▶ **Work order**: Reproduce word for word the text below about Trump signing the defense bill named for John McCain.

----- Exercise text -----

What did Donald Trump do today?
He went out of his way to insult a terminally ill man.
Today, Trump signed a routine defense budget bill, formally titled by Congress the "John S. McCain National Defense Authorization Act for Fiscal Year 2019," as a gesture of respect to Sen. John McCain who is gravely ill with cancer. McCain was a Navy pilot who spent more than five years as a prisoner of war during the Vietnam War.
Trump refused to refer to the bill by its name, and did not mention McCain once during 29 minutes of remarks. Neither did Vice-President Mike Pence, or anyone else who spoke at the signing ceremony.
Trump loathes McCain, and has since before he became president. On the campaign trail, he famously mocked McCain's years of torture and captivity by saying "He's a war hero because he got captured? I like people who weren't captured." (The audience at the conservative Family Leadership Summit gasped and booed.) Trump later added, "He lost and he let us down. I don't like losers."
Their relationship deteriorated further during Trump's term. McCain voted against Trump's attempt to repeal the Affordable Care Act, more on principled grounds than any fondness for "Obamacare," and has called Trump's flirtation with Vladimir Putin "disgraceful." Trump, for his part, has bitterly blamed McCain for the failure of his legislative agenda, and pointedly refused to discipline a White House staffer who made a joke about McCain dying.
Why should I care about this?
- Presidents who can't set aside personal grudges in order to do their jobs can't do their jobs.

----- Information given -----

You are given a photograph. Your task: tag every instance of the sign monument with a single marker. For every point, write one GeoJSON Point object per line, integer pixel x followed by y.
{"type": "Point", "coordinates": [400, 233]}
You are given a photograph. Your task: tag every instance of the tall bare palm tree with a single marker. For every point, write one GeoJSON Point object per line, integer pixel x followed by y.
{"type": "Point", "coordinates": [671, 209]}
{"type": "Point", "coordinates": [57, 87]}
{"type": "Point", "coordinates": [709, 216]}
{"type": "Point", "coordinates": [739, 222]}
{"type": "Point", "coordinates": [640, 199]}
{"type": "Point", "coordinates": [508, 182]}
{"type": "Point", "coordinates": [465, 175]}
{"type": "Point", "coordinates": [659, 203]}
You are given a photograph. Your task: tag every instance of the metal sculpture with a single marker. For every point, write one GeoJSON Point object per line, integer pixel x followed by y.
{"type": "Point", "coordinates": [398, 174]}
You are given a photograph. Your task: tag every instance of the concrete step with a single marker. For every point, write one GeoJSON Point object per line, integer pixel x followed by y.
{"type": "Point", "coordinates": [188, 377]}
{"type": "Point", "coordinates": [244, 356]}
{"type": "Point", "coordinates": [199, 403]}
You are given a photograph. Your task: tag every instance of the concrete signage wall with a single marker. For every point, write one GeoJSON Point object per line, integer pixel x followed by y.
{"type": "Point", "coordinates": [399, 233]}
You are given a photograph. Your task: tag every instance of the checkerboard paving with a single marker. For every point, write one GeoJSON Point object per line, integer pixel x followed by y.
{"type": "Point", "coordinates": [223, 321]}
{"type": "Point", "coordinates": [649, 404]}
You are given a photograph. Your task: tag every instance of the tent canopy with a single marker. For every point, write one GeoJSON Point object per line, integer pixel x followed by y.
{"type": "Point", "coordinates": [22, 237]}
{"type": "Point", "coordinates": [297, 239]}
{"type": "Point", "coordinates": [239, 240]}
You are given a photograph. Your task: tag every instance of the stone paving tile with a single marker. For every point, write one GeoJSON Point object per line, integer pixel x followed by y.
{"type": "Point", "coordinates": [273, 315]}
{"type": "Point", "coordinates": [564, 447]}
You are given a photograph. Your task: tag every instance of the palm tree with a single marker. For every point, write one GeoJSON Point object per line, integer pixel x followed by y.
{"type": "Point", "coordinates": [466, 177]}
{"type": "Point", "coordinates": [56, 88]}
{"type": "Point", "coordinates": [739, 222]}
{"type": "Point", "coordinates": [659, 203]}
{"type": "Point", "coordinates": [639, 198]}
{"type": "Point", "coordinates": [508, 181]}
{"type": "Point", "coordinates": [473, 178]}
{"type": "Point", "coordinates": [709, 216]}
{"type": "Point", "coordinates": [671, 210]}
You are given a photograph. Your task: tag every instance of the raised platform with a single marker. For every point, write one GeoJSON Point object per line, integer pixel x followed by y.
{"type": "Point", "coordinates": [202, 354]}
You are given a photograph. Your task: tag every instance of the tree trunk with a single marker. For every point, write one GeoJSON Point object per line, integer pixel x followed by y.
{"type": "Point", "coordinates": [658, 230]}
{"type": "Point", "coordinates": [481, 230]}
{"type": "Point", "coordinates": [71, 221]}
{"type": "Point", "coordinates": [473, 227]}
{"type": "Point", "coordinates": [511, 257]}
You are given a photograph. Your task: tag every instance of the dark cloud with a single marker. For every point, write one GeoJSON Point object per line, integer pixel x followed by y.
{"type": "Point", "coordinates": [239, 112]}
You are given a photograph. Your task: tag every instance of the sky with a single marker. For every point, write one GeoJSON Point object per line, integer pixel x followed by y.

-----

▶ **Finished task**:
What did Donald Trump do today?
He went out of his way to insult a terminally ill man.
Today, Trump signed a routine defense budget bill, formally titled by Congress the "John S. McCain National Defense Authorization Act for Fiscal Year 2019," as a gesture of respect to Sen. John McCain who is gravely ill with cancer. McCain was a Navy pilot who spent more than five years as a prisoner of war during the Vietnam War.
Trump refused to refer to the bill by its name, and did not mention McCain once during 29 minutes of remarks. Neither did Vice-President Mike Pence, or anyone else who spoke at the signing ceremony.
Trump loathes McCain, and has since before he became president. On the campaign trail, he famously mocked McCain's years of torture and captivity by saying "He's a war hero because he got captured? I like people who weren't captured." (The audience at the conservative Family Leadership Summit gasped and booed.) Trump later added, "He lost and he let us down. I don't like losers."
Their relationship deteriorated further during Trump's term. McCain voted against Trump's attempt to repeal the Affordable Care Act, more on principled grounds than any fondness for "Obamacare," and has called Trump's flirtation with Vladimir Putin "disgraceful." Trump, for his part, has bitterly blamed McCain for the failure of his legislative agenda, and pointedly refused to discipline a White House staffer who made a joke about McCain dying.
Why should I care about this?
- Presidents who can't set aside personal grudges in order to do their jobs can't do their jobs.